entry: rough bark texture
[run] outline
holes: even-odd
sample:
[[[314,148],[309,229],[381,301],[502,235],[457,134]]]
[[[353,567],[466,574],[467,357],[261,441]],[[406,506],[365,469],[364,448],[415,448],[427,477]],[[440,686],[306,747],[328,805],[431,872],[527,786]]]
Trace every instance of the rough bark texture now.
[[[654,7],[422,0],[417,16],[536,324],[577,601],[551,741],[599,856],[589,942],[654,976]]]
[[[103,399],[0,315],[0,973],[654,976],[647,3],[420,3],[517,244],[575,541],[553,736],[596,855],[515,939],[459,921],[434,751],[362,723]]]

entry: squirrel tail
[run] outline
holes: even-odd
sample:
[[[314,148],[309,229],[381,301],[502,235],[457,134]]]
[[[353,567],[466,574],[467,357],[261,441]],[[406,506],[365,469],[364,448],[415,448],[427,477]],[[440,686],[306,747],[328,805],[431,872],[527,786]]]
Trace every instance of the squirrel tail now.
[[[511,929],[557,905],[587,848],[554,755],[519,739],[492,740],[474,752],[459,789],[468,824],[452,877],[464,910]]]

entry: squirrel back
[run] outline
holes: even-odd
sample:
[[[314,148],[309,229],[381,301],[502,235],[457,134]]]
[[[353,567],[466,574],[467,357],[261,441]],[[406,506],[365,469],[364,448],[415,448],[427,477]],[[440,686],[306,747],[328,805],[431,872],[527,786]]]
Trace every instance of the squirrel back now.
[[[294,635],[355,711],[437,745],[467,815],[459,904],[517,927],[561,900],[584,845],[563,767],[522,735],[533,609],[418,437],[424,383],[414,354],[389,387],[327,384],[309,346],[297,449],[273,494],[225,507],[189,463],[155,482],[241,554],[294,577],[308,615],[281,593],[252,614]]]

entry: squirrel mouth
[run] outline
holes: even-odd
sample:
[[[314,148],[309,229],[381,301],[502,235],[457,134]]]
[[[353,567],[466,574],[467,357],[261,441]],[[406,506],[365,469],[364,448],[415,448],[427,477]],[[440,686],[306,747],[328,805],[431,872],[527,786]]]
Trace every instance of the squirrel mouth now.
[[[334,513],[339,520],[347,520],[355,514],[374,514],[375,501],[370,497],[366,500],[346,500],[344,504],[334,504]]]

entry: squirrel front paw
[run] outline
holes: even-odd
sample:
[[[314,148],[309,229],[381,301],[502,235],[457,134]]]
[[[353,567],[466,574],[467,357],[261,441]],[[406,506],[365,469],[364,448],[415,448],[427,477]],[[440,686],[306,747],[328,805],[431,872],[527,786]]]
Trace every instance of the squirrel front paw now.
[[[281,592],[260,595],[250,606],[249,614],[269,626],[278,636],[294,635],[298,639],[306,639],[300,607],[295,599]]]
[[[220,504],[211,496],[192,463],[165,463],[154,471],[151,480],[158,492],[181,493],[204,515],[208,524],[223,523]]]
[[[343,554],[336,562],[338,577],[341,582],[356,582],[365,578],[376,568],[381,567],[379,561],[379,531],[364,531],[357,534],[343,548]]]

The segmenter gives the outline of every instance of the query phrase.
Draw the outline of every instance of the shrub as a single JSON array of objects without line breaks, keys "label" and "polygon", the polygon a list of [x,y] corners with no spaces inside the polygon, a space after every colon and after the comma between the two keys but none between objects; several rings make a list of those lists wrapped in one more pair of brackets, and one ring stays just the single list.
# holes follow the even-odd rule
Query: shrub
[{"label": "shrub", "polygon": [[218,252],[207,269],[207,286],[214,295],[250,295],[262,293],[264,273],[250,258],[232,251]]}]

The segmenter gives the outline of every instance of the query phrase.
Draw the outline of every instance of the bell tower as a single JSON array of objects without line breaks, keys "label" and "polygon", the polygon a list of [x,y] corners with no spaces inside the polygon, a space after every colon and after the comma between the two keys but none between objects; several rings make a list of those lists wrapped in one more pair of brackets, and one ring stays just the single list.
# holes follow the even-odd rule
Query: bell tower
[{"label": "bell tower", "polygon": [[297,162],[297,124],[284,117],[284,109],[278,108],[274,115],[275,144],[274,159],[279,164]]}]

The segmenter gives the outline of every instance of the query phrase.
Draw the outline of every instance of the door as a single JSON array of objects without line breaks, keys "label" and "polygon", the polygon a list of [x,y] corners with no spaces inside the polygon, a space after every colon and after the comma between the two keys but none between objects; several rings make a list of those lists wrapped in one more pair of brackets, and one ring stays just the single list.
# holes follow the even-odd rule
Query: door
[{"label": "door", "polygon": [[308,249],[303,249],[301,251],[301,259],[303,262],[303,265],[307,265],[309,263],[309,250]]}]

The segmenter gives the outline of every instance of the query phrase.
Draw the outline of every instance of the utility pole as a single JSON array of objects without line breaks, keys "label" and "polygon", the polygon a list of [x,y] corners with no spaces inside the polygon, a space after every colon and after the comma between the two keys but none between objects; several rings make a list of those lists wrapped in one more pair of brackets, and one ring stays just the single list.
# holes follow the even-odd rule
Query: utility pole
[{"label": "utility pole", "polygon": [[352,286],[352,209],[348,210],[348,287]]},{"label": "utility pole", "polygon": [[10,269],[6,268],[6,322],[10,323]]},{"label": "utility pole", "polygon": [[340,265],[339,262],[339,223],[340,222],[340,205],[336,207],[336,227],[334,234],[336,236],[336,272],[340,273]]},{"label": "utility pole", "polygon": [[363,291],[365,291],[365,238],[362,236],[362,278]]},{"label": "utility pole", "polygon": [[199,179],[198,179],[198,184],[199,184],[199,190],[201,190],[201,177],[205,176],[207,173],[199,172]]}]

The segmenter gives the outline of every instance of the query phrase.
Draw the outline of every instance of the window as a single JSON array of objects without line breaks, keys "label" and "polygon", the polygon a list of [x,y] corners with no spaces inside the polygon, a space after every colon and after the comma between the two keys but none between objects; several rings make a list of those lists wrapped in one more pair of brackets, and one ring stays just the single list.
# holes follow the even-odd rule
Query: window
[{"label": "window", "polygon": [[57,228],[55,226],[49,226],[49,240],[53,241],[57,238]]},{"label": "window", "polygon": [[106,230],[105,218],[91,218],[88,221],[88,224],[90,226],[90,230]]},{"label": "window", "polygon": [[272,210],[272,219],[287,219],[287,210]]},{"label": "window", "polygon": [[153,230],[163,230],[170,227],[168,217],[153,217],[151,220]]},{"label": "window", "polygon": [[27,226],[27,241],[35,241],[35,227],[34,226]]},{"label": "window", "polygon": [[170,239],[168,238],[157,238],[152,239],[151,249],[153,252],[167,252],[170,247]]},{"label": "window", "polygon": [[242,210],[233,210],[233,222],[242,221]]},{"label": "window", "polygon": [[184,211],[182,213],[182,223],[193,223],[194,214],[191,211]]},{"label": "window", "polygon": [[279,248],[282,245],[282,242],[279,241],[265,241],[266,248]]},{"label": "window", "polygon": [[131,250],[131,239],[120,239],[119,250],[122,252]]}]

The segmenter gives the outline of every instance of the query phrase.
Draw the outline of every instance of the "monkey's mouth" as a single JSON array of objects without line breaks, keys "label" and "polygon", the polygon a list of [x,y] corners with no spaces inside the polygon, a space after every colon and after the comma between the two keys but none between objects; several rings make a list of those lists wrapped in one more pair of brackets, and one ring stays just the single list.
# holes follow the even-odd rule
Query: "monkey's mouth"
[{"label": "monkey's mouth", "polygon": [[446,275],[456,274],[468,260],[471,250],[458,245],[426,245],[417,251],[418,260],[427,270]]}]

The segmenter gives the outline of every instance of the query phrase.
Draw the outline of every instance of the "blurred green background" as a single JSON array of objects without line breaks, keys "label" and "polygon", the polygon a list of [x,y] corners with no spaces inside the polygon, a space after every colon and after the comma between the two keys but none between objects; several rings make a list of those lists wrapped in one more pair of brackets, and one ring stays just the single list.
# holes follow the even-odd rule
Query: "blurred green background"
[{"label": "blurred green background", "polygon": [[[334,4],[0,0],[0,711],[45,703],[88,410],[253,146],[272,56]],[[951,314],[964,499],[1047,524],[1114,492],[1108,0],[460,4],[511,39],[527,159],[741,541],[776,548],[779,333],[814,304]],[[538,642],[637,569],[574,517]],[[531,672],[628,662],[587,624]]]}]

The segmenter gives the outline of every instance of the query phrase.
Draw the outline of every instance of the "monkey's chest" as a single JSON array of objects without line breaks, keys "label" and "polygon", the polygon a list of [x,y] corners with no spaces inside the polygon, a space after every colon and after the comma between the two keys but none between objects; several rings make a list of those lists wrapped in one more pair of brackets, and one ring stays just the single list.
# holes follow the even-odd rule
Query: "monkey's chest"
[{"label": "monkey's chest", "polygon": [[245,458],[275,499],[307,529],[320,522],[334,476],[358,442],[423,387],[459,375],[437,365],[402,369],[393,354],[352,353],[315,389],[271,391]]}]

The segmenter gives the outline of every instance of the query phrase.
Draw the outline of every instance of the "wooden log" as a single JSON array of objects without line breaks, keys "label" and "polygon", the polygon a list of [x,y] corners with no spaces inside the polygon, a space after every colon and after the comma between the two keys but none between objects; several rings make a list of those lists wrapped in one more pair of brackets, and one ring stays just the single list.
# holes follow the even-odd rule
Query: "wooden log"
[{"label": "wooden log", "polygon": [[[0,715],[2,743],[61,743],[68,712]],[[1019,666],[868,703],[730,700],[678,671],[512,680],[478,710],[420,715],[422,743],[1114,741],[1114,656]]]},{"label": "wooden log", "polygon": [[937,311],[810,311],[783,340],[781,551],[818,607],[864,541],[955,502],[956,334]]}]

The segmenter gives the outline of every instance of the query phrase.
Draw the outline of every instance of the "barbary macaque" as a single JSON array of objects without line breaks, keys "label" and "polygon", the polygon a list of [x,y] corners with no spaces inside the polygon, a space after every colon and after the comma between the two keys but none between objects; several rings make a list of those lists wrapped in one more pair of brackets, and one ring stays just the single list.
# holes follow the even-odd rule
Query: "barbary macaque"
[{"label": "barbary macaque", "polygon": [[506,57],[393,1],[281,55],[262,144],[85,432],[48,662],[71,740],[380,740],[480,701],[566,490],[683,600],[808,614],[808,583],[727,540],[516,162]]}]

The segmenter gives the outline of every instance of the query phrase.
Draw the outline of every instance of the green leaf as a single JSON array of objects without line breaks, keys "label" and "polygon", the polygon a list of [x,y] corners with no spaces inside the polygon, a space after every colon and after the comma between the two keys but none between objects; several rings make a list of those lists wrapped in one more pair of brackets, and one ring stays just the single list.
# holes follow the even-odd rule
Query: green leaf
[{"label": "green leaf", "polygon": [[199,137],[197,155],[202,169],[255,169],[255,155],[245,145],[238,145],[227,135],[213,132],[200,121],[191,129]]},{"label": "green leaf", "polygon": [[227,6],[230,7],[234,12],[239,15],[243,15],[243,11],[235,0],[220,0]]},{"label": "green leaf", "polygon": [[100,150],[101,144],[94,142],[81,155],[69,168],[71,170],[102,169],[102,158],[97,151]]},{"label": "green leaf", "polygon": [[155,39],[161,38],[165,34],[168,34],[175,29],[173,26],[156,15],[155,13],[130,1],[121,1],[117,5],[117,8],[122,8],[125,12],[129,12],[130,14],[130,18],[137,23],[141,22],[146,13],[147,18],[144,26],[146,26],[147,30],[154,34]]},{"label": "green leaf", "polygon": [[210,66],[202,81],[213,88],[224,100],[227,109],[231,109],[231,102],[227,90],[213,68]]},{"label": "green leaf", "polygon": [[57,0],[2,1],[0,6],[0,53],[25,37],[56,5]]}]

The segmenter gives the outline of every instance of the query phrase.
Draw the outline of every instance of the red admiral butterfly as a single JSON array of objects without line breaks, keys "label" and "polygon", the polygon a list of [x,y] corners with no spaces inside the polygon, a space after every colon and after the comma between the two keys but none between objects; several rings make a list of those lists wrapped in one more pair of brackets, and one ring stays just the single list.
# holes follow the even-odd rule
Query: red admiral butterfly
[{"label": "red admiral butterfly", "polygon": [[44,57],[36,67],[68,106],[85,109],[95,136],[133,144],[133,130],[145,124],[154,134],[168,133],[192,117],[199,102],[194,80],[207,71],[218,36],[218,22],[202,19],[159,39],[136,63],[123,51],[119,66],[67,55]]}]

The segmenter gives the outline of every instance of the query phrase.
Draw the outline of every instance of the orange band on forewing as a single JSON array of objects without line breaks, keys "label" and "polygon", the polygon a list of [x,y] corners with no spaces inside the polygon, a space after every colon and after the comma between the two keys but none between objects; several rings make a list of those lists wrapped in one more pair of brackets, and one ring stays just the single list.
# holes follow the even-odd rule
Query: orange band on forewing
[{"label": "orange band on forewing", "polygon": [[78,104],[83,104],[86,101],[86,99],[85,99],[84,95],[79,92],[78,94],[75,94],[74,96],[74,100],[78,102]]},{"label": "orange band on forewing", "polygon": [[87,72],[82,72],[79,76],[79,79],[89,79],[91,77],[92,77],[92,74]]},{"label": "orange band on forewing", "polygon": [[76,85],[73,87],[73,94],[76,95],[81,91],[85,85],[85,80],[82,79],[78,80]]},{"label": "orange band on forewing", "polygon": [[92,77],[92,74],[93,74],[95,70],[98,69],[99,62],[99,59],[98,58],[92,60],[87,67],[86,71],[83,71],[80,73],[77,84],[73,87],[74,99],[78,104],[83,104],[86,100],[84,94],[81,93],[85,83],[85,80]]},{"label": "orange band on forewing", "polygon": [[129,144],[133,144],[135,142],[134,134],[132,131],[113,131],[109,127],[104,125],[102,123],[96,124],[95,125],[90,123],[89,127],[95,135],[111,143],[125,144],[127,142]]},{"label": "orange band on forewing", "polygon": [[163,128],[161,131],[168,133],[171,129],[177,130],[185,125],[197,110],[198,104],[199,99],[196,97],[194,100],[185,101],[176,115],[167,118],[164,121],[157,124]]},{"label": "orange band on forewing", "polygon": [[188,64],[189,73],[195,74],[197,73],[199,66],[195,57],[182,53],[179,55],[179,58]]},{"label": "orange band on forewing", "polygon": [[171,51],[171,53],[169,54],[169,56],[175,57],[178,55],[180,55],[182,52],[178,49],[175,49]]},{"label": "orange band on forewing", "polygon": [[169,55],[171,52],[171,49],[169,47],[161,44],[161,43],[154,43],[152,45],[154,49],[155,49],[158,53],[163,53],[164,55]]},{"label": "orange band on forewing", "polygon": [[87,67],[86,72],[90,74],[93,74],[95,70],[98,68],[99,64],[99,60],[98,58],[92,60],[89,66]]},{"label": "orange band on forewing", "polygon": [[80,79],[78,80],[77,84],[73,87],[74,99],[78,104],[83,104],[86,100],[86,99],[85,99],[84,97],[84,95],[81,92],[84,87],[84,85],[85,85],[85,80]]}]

........

### Exercise goal
Identify every line in the entries above that contains the string "barbary", treating uppercase and lowercase as different, and copy each of those lines.

### Result
Draw the outline of every instance of the "barbary macaque" as a single JSON array of objects without line breaks, keys "label" and "polygon", the polygon a list of [x,y] corners with no spaces inside the polygon, a space after every colon and after the comma between the two keys but none between objects; several rings make a list of those lists wrapped in one more pair of brackets, and one ring stays just the single list.
Query: "barbary macaque"
[{"label": "barbary macaque", "polygon": [[506,57],[393,1],[281,55],[262,144],[85,432],[48,662],[71,740],[380,740],[480,701],[566,490],[683,600],[808,614],[808,583],[727,540],[516,162]]}]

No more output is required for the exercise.